** Opening Data to examine block **

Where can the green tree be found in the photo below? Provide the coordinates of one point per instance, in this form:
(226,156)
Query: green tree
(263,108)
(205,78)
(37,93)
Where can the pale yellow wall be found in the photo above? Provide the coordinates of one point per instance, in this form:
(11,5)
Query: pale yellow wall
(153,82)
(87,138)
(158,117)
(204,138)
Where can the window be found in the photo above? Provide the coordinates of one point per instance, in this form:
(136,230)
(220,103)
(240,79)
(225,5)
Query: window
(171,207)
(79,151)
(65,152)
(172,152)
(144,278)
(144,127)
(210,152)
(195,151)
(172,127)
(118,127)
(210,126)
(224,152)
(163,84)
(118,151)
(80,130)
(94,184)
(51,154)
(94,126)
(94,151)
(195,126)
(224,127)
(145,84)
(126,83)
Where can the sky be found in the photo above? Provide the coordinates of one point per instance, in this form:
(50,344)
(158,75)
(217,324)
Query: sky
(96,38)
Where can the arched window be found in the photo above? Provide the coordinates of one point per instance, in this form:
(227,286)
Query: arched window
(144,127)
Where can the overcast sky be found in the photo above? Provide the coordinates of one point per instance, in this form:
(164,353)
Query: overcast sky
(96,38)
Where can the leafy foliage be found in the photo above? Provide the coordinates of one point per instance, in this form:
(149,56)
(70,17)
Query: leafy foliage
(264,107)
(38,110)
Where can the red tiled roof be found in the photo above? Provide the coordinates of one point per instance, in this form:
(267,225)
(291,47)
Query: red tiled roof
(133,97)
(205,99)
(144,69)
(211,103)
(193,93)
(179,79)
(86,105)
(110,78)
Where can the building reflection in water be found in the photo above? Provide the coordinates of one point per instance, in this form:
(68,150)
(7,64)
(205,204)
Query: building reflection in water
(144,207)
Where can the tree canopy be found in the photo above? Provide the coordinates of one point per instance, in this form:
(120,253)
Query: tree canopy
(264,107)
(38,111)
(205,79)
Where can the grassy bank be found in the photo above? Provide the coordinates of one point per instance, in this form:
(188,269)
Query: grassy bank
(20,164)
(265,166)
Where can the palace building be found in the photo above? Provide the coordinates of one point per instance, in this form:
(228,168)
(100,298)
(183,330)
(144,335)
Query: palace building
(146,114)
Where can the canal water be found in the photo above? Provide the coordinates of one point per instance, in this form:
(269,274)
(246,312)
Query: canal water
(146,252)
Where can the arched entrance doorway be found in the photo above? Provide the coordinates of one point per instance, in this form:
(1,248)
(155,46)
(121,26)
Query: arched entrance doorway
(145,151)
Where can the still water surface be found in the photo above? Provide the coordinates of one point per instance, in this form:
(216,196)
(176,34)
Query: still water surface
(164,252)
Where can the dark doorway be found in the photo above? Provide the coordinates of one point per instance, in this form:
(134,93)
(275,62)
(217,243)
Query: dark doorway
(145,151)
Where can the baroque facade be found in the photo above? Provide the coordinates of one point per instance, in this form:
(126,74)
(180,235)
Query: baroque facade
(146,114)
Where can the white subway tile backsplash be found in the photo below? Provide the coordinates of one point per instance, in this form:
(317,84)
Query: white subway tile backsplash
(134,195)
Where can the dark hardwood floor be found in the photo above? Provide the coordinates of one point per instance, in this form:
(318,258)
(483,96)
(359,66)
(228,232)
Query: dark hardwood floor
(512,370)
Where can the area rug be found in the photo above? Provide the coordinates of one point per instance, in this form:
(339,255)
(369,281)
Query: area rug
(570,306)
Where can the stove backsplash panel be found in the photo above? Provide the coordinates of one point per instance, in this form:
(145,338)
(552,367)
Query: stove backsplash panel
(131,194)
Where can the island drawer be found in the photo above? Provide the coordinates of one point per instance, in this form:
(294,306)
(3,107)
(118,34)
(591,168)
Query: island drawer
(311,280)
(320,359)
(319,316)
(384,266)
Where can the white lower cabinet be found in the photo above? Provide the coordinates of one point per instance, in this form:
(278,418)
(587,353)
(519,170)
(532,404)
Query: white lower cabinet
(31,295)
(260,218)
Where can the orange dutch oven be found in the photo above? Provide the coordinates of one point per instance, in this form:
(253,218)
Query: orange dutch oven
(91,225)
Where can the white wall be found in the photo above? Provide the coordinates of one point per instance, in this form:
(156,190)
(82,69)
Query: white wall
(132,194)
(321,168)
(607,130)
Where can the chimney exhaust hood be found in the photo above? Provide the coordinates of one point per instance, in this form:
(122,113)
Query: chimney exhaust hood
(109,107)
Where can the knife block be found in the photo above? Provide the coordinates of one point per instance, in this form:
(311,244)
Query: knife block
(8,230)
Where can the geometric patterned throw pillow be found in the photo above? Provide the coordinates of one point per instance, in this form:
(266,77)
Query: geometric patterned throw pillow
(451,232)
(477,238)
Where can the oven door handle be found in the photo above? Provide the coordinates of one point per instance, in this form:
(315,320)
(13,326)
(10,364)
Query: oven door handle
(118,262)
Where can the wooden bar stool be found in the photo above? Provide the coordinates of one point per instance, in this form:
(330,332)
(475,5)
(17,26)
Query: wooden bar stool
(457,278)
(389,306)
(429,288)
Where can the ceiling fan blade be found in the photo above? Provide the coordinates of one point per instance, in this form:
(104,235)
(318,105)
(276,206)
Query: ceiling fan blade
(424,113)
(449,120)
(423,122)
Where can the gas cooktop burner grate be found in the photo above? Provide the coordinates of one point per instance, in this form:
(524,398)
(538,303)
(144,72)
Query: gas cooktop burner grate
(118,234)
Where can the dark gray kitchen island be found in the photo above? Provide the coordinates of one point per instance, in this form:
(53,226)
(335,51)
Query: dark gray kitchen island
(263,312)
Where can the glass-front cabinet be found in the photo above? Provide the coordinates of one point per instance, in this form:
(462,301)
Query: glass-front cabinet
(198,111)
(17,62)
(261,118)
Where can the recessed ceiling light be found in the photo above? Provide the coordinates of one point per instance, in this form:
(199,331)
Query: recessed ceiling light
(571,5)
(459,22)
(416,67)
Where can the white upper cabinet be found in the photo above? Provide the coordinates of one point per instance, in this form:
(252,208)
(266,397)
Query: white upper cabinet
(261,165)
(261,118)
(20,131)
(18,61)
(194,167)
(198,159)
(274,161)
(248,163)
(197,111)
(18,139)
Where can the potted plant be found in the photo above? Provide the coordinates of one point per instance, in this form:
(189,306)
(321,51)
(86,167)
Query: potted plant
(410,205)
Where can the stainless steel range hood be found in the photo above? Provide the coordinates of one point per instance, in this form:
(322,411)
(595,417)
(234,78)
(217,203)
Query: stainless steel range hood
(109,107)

** Closing Data to examine block **

## Problem statement
Every line that holds the word "below" should be copied from the listing.

## Task response
Where can the green tree be found in the photo below? Provide the coordinates of one point per instance, in this form:
Where can the white subway tile backsplash be found in the photo below? Provide the coordinates of one point per instance, in this form:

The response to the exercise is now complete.